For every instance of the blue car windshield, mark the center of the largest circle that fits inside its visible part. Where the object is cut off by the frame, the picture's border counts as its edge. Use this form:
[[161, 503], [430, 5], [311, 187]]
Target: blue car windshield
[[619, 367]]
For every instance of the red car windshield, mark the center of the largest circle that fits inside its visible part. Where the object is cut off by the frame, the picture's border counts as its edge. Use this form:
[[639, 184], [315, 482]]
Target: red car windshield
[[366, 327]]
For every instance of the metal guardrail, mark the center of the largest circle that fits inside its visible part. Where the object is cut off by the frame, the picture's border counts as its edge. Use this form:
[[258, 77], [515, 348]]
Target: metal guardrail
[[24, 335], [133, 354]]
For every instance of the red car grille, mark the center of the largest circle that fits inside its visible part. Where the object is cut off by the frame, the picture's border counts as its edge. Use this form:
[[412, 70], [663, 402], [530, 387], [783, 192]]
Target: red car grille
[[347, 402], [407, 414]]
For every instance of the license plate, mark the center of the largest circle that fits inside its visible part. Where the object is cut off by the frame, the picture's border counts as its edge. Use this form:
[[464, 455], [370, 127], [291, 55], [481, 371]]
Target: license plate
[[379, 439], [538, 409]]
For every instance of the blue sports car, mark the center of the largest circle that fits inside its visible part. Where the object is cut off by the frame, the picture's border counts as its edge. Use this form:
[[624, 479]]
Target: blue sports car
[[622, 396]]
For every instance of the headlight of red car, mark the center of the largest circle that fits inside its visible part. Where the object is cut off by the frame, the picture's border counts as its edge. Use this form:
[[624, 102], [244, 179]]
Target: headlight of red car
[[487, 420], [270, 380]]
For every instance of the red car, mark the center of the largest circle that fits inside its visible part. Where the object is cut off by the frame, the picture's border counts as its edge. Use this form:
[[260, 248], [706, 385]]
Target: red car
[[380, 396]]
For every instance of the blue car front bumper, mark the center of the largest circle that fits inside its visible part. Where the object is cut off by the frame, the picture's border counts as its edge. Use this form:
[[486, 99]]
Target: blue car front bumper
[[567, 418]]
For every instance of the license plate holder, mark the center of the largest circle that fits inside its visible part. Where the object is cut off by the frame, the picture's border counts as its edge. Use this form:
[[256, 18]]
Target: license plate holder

.....

Task requirements
Reproduce all of the entries above, swapping "windshield" for "windscreen" each time it occurs and leaving everything else unchanged.

Solution
For every instance of the blue car windscreen, mark the center of the largest circle that fits inside its visible part. Where the object is cut off by the frame, the picture's border counts as its edge. Use this form:
[[161, 503], [430, 5], [311, 187]]
Target: blue car windscreen
[[619, 367]]
For every instance of the red car windscreen, mark the center of the largest circle that fits inside its visible part. Where the object is cut off by the frame, the picture's border counts as its edge. Use this form:
[[639, 184], [315, 482]]
Target: red car windscreen
[[366, 327]]
For every instance of the metal guardrail, mark the center of the largest circle that fits inside its visible part. Where the object is cut off by the frame, the picture's border counts as its edge. Use this form:
[[258, 77], [515, 348]]
Target: metal guardrail
[[24, 335], [133, 354]]
For every instance of the red car grille, mark the center of the largest circle that fits inside its visible part. Where the object is cut off by the frame, the picture's border counts as its edge. Use this form:
[[412, 70], [663, 402], [530, 387], [783, 192]]
Target: red car grille
[[347, 402], [407, 414]]
For every instance of the license plate, mark the center of the largest circle that fits inside its visible part. Where the object is cut off by the frame, the picture's border counts as its edge. Use this form:
[[464, 455], [370, 127], [291, 55], [481, 371]]
Target: license plate
[[379, 439], [538, 409]]
For every instance of the blue sports car, mark the center of the largest circle that fits inside its visible part. Where the object is cut off by the frame, the picture's border counts as its edge. Use this form:
[[624, 479]]
Target: blue sports car
[[622, 396]]
For every instance of the headlight of red car, mark the center of the largest circle that fits inside its visible part. Where the object is cut off by the frame, the picture's border counts as its edge. Use this form:
[[624, 102], [244, 179]]
Target: headlight of red car
[[487, 420], [270, 380]]
For every instance of the red car, mark the center of the largest circle that fits inside its visible part. Where the object is cut off by the frame, the picture's border counts as its edge. Use this form:
[[260, 248], [706, 385]]
Target: red car
[[380, 396]]
For every instance of the blue car front bumper, mark the center of the largest circle that fits inside its visible part. Where the object is cut off by the frame, the picture's border counts as its edge. Use this form:
[[486, 99]]
Target: blue car front bumper
[[567, 418]]
For every instance of the license plate holder, mark the center of the largest circle that fits inside its visible part. Where the object is cut off by the frame, the picture's border counts as its edge. Use this form:
[[256, 18]]
Target: license plate holder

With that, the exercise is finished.